+++ Material for the task +++

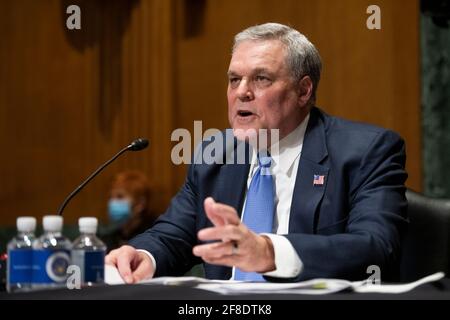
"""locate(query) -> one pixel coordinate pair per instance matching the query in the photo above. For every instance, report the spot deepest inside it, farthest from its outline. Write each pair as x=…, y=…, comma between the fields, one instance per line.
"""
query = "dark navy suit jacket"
x=354, y=220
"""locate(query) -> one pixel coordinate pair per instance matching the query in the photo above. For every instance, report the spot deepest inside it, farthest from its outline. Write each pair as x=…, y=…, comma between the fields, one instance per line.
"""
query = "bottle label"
x=20, y=262
x=91, y=263
x=50, y=266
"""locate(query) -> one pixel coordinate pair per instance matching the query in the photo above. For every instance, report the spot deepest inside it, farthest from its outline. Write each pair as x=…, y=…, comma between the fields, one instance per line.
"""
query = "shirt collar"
x=285, y=152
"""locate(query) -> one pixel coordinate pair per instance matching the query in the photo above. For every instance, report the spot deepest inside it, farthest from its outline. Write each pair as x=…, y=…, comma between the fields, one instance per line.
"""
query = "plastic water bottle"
x=51, y=255
x=20, y=256
x=88, y=252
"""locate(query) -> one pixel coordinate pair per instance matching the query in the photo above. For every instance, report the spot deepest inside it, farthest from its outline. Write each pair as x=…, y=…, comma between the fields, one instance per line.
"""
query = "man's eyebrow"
x=231, y=73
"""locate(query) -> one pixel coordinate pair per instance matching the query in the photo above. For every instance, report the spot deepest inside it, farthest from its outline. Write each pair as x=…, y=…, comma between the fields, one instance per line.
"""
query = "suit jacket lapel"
x=235, y=175
x=307, y=195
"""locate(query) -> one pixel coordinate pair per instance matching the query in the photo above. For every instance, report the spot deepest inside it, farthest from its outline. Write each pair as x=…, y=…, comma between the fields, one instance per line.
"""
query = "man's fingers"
x=124, y=265
x=224, y=233
x=220, y=214
x=144, y=268
x=111, y=258
x=214, y=250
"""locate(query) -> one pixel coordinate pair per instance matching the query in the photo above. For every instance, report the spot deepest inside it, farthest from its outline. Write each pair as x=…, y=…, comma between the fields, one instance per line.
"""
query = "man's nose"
x=244, y=91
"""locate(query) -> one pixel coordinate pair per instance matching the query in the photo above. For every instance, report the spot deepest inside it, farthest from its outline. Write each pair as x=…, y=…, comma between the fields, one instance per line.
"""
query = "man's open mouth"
x=244, y=113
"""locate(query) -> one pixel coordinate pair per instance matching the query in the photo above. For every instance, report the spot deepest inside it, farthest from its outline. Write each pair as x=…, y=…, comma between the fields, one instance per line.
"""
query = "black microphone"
x=136, y=145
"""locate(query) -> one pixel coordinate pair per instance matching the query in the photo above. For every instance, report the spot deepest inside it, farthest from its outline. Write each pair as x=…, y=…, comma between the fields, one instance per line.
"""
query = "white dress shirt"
x=284, y=167
x=285, y=160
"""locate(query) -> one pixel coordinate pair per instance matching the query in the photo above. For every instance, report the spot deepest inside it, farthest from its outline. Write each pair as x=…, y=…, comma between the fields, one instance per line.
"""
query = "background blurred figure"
x=128, y=208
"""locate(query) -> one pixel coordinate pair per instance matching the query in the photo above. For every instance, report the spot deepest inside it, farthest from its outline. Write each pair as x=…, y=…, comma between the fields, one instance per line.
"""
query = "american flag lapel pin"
x=318, y=180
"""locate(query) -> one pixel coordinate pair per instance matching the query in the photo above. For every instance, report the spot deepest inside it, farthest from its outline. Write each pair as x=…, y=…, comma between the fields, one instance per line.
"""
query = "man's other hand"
x=238, y=246
x=133, y=265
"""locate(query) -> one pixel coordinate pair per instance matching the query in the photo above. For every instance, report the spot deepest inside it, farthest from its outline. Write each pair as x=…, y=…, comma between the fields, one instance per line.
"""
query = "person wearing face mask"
x=128, y=208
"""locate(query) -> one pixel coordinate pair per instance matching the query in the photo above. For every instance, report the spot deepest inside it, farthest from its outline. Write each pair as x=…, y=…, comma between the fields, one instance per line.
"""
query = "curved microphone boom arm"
x=136, y=145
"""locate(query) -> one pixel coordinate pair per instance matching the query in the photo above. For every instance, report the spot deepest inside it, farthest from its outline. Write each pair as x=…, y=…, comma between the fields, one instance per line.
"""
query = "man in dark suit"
x=338, y=204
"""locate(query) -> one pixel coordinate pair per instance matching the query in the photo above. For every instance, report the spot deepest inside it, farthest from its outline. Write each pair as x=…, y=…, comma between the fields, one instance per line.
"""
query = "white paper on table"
x=313, y=287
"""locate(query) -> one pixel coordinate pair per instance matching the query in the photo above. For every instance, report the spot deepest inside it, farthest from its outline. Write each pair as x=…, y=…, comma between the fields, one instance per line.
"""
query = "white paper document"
x=312, y=287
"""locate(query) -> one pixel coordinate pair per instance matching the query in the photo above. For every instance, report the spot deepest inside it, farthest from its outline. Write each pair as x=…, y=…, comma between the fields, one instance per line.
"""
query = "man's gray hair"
x=302, y=56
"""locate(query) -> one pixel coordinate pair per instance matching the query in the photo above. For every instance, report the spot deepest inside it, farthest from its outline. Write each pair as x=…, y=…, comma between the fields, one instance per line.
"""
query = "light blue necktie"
x=259, y=209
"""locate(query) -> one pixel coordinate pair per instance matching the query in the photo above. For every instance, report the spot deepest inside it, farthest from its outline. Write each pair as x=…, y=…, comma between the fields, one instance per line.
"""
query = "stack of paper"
x=315, y=286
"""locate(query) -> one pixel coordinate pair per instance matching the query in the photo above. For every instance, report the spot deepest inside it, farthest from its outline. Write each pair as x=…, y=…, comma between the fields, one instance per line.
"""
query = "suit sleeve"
x=376, y=219
x=171, y=239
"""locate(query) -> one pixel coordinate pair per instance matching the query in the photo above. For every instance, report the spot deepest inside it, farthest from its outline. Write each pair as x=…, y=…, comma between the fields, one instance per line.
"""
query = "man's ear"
x=305, y=89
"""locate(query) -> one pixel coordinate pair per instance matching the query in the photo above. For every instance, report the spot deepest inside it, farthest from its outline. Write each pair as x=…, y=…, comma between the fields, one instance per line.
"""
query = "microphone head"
x=138, y=144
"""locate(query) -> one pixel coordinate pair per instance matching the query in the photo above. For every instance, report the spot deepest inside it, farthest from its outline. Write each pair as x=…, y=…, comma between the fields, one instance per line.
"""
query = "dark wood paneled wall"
x=70, y=99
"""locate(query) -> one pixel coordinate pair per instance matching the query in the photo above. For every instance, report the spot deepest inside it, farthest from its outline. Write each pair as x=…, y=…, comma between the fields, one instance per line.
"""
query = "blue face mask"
x=119, y=210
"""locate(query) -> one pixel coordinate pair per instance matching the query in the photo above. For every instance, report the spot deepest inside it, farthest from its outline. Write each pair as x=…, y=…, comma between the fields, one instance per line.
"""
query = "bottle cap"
x=88, y=224
x=26, y=224
x=52, y=223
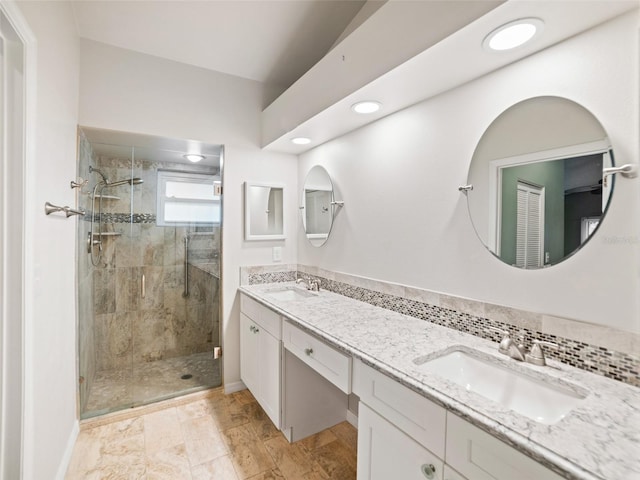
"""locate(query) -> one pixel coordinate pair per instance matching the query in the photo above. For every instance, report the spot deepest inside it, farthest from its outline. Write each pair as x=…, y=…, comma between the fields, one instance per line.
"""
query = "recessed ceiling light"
x=513, y=34
x=368, y=106
x=194, y=157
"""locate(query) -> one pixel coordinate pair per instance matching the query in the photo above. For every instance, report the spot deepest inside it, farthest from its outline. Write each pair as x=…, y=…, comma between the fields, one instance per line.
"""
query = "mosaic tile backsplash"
x=620, y=366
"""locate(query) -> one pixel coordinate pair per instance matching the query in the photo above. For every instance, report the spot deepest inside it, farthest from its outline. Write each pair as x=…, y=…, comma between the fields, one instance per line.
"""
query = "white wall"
x=404, y=220
x=50, y=345
x=128, y=91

+++

> **Task instructions**: Put every line from the start of the items through the line with "x=354, y=220", both included, into a Markdown table with the columns Row and Line, skipping blank lines. Leave the pictures out of the answer.

> **Answer for this exercise**:
| Row | Line |
|---|---|
| 1 | """locate(query) -> one pixel coordinate pair per instance matching the query in the photo above. For every instance, report the spot deepest inside it, farthest from its outline. Write each pair as x=…, y=…, comma between the fields, one instance per line. |
| 2 | """ |
| 3 | query = "dark navy suit jacket" |
| 4 | x=354, y=220 |